**Textauszug:**
————————

Wie wirkt sich die Verletzung auf die Jazz-Serie aus?

Auf den ersten Blick erscheint der Ausfall Griffins für die Clippers absolut katastrophal - auch kurzfristig. In den bisherigen Spielen dieser Saison (inklusive Regular Season) war L.A. mit seinem Power Forward auf dem Feld in den direkten Duellen gegen Utah deutlich besser unterwegs als ohne ihn.

In 232 Minuten mit Griffin erzielten die Clippers nicht nur 45 Punkte mehr, mit einem Vorteil von 23 Rebounds entschieden sie in dieser Phase auch das Duell an den Boards deutlich für sich. In 104 Minuten ohne den Mann mit der Nummer 32 auf der Brust sanken diese Zahlen sowohl bei den Punkten (+2) als auch bei den Rebounds (-5) deutlich.

————————

**Vorliegende Daten:**
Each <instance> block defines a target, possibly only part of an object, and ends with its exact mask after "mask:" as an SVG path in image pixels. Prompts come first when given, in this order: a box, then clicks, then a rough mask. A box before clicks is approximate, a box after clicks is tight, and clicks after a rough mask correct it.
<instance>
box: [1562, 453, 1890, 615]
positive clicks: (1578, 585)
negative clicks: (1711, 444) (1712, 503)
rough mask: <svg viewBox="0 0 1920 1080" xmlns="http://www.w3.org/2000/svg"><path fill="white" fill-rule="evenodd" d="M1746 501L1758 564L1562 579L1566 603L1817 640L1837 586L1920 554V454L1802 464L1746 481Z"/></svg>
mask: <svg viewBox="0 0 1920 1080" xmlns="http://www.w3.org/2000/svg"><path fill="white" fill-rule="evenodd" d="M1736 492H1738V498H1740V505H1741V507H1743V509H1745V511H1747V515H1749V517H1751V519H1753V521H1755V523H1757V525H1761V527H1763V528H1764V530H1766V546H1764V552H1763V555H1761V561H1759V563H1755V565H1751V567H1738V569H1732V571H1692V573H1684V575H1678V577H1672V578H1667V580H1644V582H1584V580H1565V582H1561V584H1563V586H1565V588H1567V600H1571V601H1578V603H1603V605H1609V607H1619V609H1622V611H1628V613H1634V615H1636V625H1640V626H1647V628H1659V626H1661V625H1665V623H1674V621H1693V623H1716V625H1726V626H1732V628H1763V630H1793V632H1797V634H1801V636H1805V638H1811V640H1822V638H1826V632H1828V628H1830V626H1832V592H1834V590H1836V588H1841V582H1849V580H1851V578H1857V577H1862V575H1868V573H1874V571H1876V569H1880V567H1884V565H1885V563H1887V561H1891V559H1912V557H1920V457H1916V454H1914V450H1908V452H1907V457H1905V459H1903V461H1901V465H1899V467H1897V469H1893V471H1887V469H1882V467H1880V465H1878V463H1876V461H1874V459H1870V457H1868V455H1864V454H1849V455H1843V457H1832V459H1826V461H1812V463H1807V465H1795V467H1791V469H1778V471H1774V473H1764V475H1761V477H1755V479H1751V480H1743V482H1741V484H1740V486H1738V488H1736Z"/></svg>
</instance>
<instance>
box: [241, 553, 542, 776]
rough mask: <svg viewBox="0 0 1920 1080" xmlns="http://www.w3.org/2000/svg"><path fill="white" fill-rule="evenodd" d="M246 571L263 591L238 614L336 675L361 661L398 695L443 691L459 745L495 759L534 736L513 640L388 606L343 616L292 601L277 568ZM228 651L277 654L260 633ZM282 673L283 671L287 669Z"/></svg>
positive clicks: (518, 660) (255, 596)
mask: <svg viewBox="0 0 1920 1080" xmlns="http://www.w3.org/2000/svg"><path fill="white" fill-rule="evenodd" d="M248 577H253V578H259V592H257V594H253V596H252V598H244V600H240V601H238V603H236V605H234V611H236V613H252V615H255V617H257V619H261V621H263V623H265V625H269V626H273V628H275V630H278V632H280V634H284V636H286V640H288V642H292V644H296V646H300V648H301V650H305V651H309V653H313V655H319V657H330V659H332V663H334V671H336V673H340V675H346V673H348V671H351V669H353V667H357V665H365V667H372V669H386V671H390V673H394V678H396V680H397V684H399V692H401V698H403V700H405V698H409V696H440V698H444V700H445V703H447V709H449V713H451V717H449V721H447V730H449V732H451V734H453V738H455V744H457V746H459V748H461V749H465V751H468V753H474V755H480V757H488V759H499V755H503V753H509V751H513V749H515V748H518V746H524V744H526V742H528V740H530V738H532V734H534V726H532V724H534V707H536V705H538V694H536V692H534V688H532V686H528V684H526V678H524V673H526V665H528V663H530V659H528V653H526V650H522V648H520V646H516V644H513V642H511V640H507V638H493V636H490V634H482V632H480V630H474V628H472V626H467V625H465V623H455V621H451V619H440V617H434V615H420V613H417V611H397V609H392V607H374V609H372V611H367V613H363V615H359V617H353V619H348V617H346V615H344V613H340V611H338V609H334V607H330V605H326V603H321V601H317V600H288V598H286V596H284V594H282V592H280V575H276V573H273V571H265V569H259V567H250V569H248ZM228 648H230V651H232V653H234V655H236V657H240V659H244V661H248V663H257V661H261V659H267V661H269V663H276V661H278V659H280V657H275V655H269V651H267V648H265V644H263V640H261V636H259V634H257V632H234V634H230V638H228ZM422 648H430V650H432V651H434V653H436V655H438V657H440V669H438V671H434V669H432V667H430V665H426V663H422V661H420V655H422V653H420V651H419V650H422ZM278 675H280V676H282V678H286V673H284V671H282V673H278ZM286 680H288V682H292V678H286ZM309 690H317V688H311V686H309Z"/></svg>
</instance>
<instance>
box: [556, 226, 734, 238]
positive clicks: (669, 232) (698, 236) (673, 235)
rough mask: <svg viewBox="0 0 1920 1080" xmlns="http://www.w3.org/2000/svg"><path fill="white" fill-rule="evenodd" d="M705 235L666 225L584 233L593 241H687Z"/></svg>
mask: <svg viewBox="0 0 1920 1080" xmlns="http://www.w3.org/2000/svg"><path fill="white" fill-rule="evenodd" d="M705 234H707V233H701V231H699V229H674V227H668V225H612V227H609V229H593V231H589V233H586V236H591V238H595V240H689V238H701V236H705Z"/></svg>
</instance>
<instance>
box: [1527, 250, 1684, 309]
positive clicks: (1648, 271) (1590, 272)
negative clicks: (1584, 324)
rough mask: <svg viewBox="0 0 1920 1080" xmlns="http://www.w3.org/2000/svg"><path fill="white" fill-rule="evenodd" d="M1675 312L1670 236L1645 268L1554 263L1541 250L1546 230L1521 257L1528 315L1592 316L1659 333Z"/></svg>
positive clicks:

————————

**Zu bearbeitende Aufgaben:**
**1)** Schreiben Sie den Textauszug über Griffins Ausfall von „In 232 Minuten“ bis „Rebounds (-5) deutlich.“ neu und ersetzen Sie dabei „Rebounds“ durch „Abpraller“.
**2)** Setzen Sie den Textauszug über Griffins Ausfall im Anschluss an seinen letzten Satz fort.
Die Daten haben mit dem Textauszug nichts zu tun.

**Lösungen zur Übung:**
**1)**
In 232 Minuten mit Griffin erzielten die Clippers nicht nur 45 Punkte mehr, mit einem Vorteil von 23 Abpraller entschieden sie in dieser Phase auch das Duell an den Boards deutlich für sich. In 104 Minuten ohne den Mann mit der Nummer 32 auf der Brust sanken diese Zahlen sowohl bei den Punkten (+2) als auch bei den Abpraller (-5) deutlich.

**2)**
Dass Griffin einen zentralen Bestandteil im Spiel der Clippers einnimmt, ist nicht von der Hand zu weisen, in den beiden ersten Spielen der Jazz-Serie spielte er nicht zufällig mehr als 40 Minuten im Schnitt. Zudem weist der fünfmalige All-Star über die ersten drei Spiele ein Plus-Minus-Rating von immerhin +10 auf.

Trotzdem gibt es - zumindest kurzfristig gesehen - immer noch Hoffnung für Clippers-Fans. Der Grund dafür vor allem: Die Verletzung von Rudy Gobert. Ohne ihren Turm in der Zone setzten die Jazz in der Serie vermehrt auf Small Ball und ließen in allen drei Spielen Lineups mit nur einem klassischen Big Man über einen längeren Zeitraum ran.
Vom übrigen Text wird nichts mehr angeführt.